> [What you are asked to do] For this exercise, output the line containing "Target: utility box on wall" and all lines after it to the end of the records, exactly, with no other content.

--- Records provided ---

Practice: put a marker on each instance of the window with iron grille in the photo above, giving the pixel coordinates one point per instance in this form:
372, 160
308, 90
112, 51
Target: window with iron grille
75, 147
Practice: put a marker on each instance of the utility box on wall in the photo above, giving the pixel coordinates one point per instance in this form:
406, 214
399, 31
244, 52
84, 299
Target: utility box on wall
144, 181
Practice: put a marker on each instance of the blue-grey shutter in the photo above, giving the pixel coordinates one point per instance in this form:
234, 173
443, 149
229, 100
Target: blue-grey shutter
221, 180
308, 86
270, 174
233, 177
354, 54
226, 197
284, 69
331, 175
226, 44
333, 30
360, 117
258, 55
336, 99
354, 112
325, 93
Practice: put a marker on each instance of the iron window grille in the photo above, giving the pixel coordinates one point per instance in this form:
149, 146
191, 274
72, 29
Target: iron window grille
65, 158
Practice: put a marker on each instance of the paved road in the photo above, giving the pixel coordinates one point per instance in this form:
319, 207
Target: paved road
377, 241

---

> [Output for this task]
Target: utility box on wall
144, 181
Practice: put a marker on each instance of the blue-grey shutter in the photo above, giving the pixel coordinates one point per instance in this form:
234, 173
443, 149
229, 100
Target: blue-grey shutter
221, 180
308, 86
270, 174
233, 177
354, 54
226, 197
284, 69
331, 175
226, 44
333, 30
360, 117
258, 55
336, 99
354, 112
325, 93
Practice: put a marker on each instance of the iron window grille in the photo above, giving the pixel coordinates one point per instance in this form:
149, 146
191, 274
72, 29
Target: iron window grille
65, 158
Practice: put a marker on each instance of the paved road in the photo above, giving the pixel coordinates one point per instance in this form:
319, 207
Target: paved road
377, 241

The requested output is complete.